_Given problem_: Set the following entries down again exactly, line by line.

_Extracted data_:
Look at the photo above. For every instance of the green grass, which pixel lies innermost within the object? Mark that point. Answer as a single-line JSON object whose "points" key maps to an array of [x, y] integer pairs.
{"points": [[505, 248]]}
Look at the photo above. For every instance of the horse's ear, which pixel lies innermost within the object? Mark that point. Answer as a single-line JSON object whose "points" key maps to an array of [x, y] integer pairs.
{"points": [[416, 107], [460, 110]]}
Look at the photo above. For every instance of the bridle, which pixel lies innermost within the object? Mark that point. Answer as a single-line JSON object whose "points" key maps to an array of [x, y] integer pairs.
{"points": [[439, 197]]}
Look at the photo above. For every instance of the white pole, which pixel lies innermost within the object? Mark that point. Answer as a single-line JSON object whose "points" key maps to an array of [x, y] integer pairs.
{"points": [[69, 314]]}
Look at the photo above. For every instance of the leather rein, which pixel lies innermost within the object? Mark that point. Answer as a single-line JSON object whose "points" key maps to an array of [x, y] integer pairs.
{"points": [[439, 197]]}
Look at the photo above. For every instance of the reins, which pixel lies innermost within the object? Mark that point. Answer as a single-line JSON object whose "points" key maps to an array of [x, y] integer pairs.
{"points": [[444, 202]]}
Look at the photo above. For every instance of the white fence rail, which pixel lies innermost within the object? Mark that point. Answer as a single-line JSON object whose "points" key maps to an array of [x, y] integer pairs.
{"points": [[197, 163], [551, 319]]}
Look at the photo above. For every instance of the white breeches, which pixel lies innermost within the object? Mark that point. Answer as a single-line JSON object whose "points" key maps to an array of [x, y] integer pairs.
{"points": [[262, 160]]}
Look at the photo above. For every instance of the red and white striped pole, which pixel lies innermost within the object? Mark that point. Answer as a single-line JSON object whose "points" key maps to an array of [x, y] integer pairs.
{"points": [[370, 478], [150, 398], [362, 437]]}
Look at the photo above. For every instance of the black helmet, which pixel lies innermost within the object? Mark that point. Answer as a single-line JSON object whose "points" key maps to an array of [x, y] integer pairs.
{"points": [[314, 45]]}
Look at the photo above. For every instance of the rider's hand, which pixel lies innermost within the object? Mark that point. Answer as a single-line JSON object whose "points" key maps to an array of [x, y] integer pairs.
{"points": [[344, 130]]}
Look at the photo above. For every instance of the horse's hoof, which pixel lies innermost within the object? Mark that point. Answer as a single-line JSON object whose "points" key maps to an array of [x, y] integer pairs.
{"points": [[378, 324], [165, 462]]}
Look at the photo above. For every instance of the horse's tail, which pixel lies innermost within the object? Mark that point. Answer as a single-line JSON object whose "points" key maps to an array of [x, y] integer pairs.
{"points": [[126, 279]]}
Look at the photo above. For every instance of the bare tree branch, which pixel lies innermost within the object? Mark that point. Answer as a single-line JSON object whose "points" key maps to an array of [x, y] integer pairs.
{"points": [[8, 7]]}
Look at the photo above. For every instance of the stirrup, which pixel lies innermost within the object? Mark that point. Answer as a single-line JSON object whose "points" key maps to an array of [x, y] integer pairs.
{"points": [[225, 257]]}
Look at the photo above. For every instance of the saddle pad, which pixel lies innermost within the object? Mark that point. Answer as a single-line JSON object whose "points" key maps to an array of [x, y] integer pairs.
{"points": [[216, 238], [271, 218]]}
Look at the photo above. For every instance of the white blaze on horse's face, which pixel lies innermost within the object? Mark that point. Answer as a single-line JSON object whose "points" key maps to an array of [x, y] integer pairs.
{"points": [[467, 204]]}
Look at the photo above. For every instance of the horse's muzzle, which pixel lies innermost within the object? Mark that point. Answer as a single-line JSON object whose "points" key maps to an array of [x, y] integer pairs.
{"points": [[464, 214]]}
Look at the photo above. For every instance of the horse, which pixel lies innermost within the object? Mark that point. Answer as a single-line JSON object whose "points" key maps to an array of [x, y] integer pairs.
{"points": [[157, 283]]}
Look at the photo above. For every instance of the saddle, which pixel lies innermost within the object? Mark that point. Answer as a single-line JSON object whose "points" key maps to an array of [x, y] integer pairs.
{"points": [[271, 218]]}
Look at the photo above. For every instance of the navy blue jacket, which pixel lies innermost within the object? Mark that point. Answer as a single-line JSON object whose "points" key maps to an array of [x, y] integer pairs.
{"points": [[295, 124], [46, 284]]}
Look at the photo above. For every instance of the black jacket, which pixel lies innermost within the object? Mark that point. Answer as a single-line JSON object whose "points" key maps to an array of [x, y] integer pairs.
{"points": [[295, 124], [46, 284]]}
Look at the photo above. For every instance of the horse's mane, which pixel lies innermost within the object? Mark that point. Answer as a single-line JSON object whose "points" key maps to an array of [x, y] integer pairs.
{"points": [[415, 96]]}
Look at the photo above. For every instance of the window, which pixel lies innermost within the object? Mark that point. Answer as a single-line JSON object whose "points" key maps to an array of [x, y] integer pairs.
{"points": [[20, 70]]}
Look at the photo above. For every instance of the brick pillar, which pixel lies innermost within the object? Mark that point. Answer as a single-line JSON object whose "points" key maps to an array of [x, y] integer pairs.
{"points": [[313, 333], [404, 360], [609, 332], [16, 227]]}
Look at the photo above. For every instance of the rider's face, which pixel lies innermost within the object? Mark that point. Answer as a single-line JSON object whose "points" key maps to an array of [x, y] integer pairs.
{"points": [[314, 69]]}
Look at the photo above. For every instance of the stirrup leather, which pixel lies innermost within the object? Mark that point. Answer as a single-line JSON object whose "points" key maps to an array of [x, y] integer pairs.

_Complete answer_:
Look at the photo above. For every instance of the green grass, which pixel lies innermost within the object? Mark that point. Answer as a single-line JSON object whose "points" key maps to an array of [x, y] integer pairs.
{"points": [[505, 248]]}
Look at the photo above. For every instance of the horse's ear, which pixel lies innermost within the object? Mark that point. Answer as a single-line JSON object whose "points" key maps to an array of [x, y] integer pairs.
{"points": [[416, 107], [460, 110]]}
Look at the photo above. For every instance of the bridle, which pixel lies innermost within the object? Mark that point. Answer as a single-line JSON object whose "points" key maps to an array of [x, y] integer pairs.
{"points": [[439, 197]]}
Look at the photo above. For every instance of the white pole, which pixel lies innermost within the object? Mark that point. Answer as a single-line JSON object whose "points" key maps to an array of [x, y] integer pairs.
{"points": [[69, 314]]}
Look at the photo above. For every instance of the leather rein, which pixel lies innermost within the object? Mark that point. Answer as a single-line JSON object whose "points" key maps to an array of [x, y] integer pairs.
{"points": [[439, 197]]}
Look at the photo above. For every instance of the reins, which pixel lies innermost within the object? Mark that point. Answer as a single-line JSON object whose "points" key maps to an array of [x, y] integer pairs.
{"points": [[444, 202]]}
Look at the photo above. For every instance of the white fence rail, which pixel lies innermost within the object? Mark that point. Answer as a single-line JSON object whose "points" key maps to an array of [x, y] integer pairs.
{"points": [[197, 163], [551, 319]]}
Look at the photo above. For every instance of the white breeches, which pixel lies innermost within the object? Mark that point. Answer as a single-line JSON object whose "points" key maps to an array of [x, y] integer pairs.
{"points": [[262, 160]]}
Look at the photo above. For every instance of the red and white striped pole, which pixel lies innermost within the object? Mark that point. Answer as a single-line JSON object whose "points" key maps to an array of [x, y] integer pairs.
{"points": [[370, 478], [150, 398], [362, 437]]}
Look at the photo above. For every instance of the black helmet, which pixel lies innermost within the object? Mark that point. Answer as a single-line JSON object whose "points" key maps to an array of [x, y] integer pairs.
{"points": [[314, 45]]}
Look at the photo above. For every instance of the rider's hand, which pixel lies innermost within the object? Mark that point. Answer as a single-line JSON object whose "points" key maps to an array of [x, y] integer pairs.
{"points": [[344, 130]]}
Look at the photo above. For every instance of the horse's hoof, which pixel lies innermost within the object? Mark that point. Answer as a single-line JSON object whose "points" key maps to an array of [x, y] integer pairs.
{"points": [[378, 324], [165, 462]]}
Look at the photo above. For every instance of the horse's tail, which pixel lies innermost within the object? Mark that point. Answer as a single-line JSON object whose "points" key maps to an array of [x, y] integer pairs.
{"points": [[126, 279]]}
Look at the photo above. For every instance of the bare tree branch, which pixel lies innermost within the object? Mark that point. Answer as a single-line JSON object whose "points" key maps to an array of [x, y] integer pairs.
{"points": [[8, 7]]}
Look at the photo above. For every instance of the stirrup, which pixel lies innermost within the object? Mark that point. Answer as a single-line JSON object whose "points" key maps to an array of [x, y] integer pairs.
{"points": [[225, 257]]}
Look at the photo above. For every instance of the saddle pad, which pixel lies innermost within the object? Mark that point. Answer as a single-line JSON object whose "points" key maps to an array of [x, y] integer pairs.
{"points": [[216, 238], [271, 218]]}
Look at the photo above. For every instance of the white blaze on horse's face, which pixel lies innermost within the object? Mark that point. Answer as a single-line JSON object whose "points" key maps to an array of [x, y] integer pairs.
{"points": [[467, 204]]}
Look at the photo above. For every instance of the horse's muzzle, which pixel lies innermost within the object? Mark that point. Answer as a single-line JSON object whose "points" key maps to an array of [x, y] integer pairs.
{"points": [[464, 214]]}
Look at the photo above. For every instance of the horse, which pixel lies innermost within the object? Mark that point. Answer as a single-line JSON object whose "points" key maps to an array of [x, y] integer pairs.
{"points": [[157, 283]]}
Look at the photo above. For every instance of the saddle, which pixel lies innermost within the object? Mark that point. Answer as a single-line JSON object whose "points" key maps to an array of [x, y] integer pairs.
{"points": [[271, 218]]}
Look at the photo above. For every instance of the navy blue jacket, which pixel lies innermost within the object? Mark that point. Answer as a single-line JSON object whose "points" key maps to an array of [x, y] integer pairs.
{"points": [[295, 124], [46, 284]]}
Look at the photo above. For every instance of the black jacket, which pixel lies innermost within the object? Mark that point. Answer as a single-line JSON object whose "points" key maps to an array of [x, y] integer pairs.
{"points": [[295, 124], [46, 284]]}
Look at the photo above. For every instance of the horse's mane, which pixel lies innermost within the object? Mark that point. Answer as a single-line JSON object whose "points" key maps to an array of [x, y] integer pairs.
{"points": [[415, 96]]}
Look at the photo above. For every instance of the window, which pixel lies innermost within the object? Mark that point. Answer as a single-line JSON object whose "points" key maps to an array of [x, y] integer pairs.
{"points": [[20, 70]]}
Look at the photo above. For every instance of the brick pillar, which pixel lies innermost within the object? Mark that point. Answer as a single-line JSON object whose "points" key maps to an array of [x, y] integer pairs.
{"points": [[313, 333], [404, 360], [609, 332], [16, 227]]}
Look at the photo above. For every instance of the rider's face, which pixel lies innermost within the object? Mark that point. Answer as a single-line JSON object whose "points" key maps to an array of [x, y] integer pairs.
{"points": [[314, 69]]}
Look at the photo above. For every instance of the stirrup leather, which pixel lies innermost within the object? Mark that point. Answer as a single-line JSON object whose "points" key maps to an array of [x, y] integer pairs.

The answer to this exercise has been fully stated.